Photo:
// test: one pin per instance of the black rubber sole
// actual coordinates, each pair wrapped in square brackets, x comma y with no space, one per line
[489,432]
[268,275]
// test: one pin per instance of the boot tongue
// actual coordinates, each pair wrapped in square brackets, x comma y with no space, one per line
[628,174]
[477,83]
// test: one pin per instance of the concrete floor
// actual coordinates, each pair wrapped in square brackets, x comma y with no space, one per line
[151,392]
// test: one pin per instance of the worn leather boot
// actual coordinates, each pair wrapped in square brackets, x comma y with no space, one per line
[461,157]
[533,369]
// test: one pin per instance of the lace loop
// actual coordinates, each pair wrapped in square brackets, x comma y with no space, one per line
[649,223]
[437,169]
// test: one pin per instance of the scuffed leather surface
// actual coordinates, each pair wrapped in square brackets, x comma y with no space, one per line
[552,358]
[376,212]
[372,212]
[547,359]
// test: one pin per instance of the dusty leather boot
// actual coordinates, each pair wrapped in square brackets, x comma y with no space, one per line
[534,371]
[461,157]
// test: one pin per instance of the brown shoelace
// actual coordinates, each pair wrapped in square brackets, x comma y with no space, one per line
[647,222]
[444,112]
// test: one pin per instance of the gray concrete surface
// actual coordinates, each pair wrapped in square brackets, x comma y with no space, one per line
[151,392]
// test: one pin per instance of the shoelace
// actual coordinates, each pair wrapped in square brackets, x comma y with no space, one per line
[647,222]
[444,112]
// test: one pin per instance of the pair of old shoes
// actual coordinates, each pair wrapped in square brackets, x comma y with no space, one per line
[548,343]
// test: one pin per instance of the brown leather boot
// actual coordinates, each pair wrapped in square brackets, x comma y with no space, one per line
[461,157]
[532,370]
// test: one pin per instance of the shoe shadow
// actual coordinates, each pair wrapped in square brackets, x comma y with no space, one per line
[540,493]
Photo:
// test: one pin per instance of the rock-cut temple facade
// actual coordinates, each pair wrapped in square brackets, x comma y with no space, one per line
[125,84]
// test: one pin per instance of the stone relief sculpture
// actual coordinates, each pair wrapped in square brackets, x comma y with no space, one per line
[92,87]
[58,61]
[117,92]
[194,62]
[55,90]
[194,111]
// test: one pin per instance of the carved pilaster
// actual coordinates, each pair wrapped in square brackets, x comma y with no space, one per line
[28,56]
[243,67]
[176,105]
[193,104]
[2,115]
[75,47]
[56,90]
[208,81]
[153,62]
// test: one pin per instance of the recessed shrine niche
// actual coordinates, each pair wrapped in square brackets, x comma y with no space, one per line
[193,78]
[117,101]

**What to produce:**
Every line of the material that holds the word "concrete" must be found and copied.

**Problem solution:**
// test: one pin per instance of the concrete floor
// test: one pin per instance of the gray concrete surface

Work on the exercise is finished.